> Consigne
Dans l'extrait choisi, condensez sous forme de liste le paragraphe qui commence par « Dans son éducation et sa manière de faire », sans en perdre les faits principaux.
::: Extrait choisi :::
Malgré le départ de plusieurs ministres, il a renouvelé sa confiance au Premier ministre Mohamed Ould Bilal. N’est-il pas comptable des contre-performances du gouvernement précédent ?
Dans l’opinion, la reconduction du Premier ministre n’était pas vraiment attendue ou, du moins, pas du tout populaire. Il est décrit comme une personne effacée, sans poigne. Tous les gens s’attendaient à ce qu’il soit le premier à partir. Même si on peut dire qu’il n’a pas été responsable de son gouvernement dans la mesure où il ne pesait pas sur les décisions. Il semblait plus ou moins absent et dépassé par les choses.
Le président Ghazouani s’était montré très critique à l’égard de l’ancienne équipe. Que lui reprochait-il ?
Dans son éducation et sa manière de faire, le président ne fait jamais de reproches directs. Il n’a pas fait de reproches directs à son gouvernement. Il a tout simplement énuméré un certain nombre d’habitudes néfastes pour l’administration si bien au niveau de la société de l’eau, de l’électricité, de l’état civil. Mais il n’a nommé personne même s’il était clair qu’il n’était pas content du rendement de l’administration. Certes à voir le remaniement, on constate le départ de quinze ministres. Ce qui équivaut à plus de 50% du gouvernement. C’est un grand changement même si peut-être il n’y a pas beaucoup de choses qui vont changer dans la mesure où on a, à quelques exceptions près, les mêmes profils qui arrivent.
Est-ce que la disparition récente de ressortissants mauritaniens au Mali a pesé sur les dernières décisions de Ghazouani contre son gouvernement ?
Non je ne crois pas. Ces événements dramatiques ont été sentis de manière douloureuse dans l’opinion mais le ministre des Affaires étrangères n’a jamais été vu comme responsable. Tout ce qui se passe au Mali maintenant, nous le regardons avec beaucoup de retenue et de sagesse. C’est un pays frère et frontalier qui traverse une période très difficile. La gestion de ce dossier n’est pas entièrement donnée au ministère des Affaires étrangères mais plutôt à la Sécurité et à la Défense.
Quels sont aujourd’hui les nouveaux chantiers du gouvernement mauritanien à deux ans de la fin du mandat de Ghazouani ?
Vous savez, les chantiers ne manquent pas en Mauritanie. Tout est chantier, que cela soit le social, l’économie ou la politique. Il y a nécessité à mettre en place une véritable administration au service du citoyen, une administration de développement. Parce que ce qui est important chez nous aujourd’hui c’est de gagner la bataille du développement. On dit souvent que la Mauritanie a beaucoup de ressources mais la population est très pauvre. L’administration aussi laisse à désirer puisqu’elle ne prend pas en charge tous ces défis.
Cette année est une année de sécheresse, ce qui n’est pas très rare au Sahel. Cette situation est doublée de la crise de la Covid-19. On ne sait même pas si on est sortis de la pandémie, mais elle a ses effets sur l’économie. De même, la guerre en Ukraine vient accentuer ces difficultés.
Au plan socio-politique, il y a le défi de la consolidation de la concorde nationale. Depuis l’arrivée de Ghazouani, il a essayé d’apaiser la scène politique mauritanienne qui était agitée depuis deux voire trois décennies. Ces efforts doivent prendre en compte aussi d’autres questions comme le passif humanitaire, le cas de l’esclavage ou l’organisation des élections. Mais je crois qu’avec l’arrivée du ministre-secrétaire général de la présidence, très sérieux et compétent, on peut avoir de l’optimisme par rapport au règlement de ces questions.
::: Extrait de données :::
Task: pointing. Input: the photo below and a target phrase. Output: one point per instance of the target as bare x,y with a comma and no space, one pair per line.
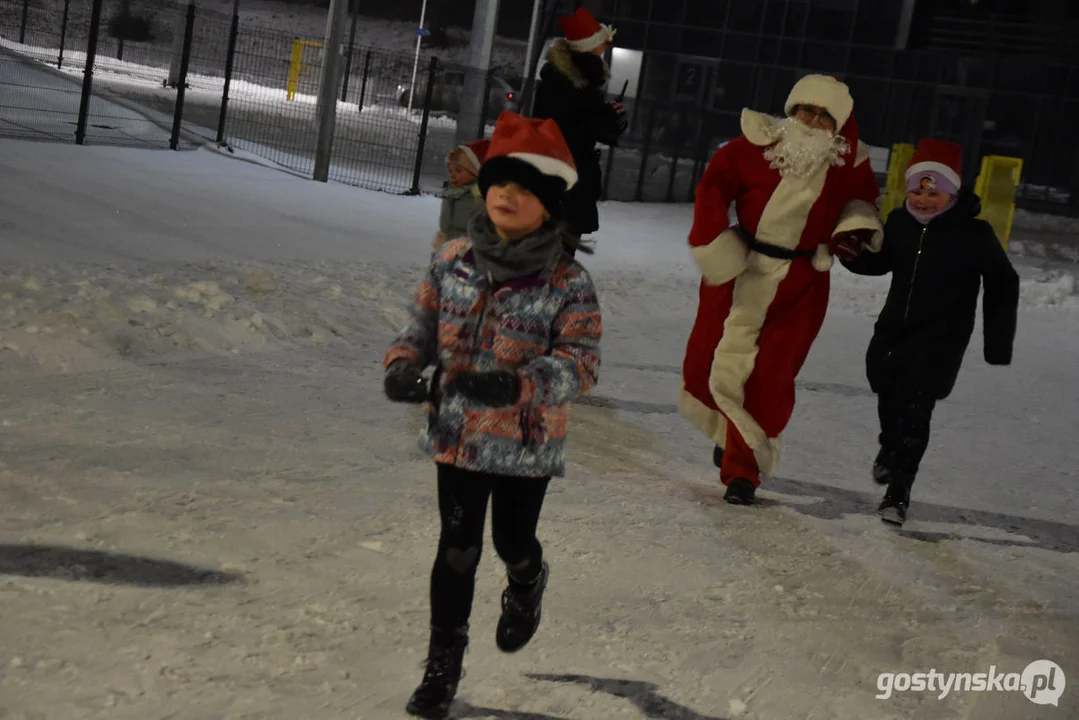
:::
> Corrigé
- Le président ne fait jamais de reproches directs, et il n'en a pas fait à son gouvernement.
- Il a énuméré des habitudes néfastes pour l'administration, au niveau de la société de l'eau, de l'électricité et de l'état civil, sans nommer personne.
- Il était clairement mécontent du rendement de l'administration.
- Le remaniement a vu partir quinze ministres, soit plus de 50 % du gouvernement.
- C'est un grand changement, mais peu de choses changeront peut-être, car à quelques exceptions près ce sont les mêmes profils qui arrivent.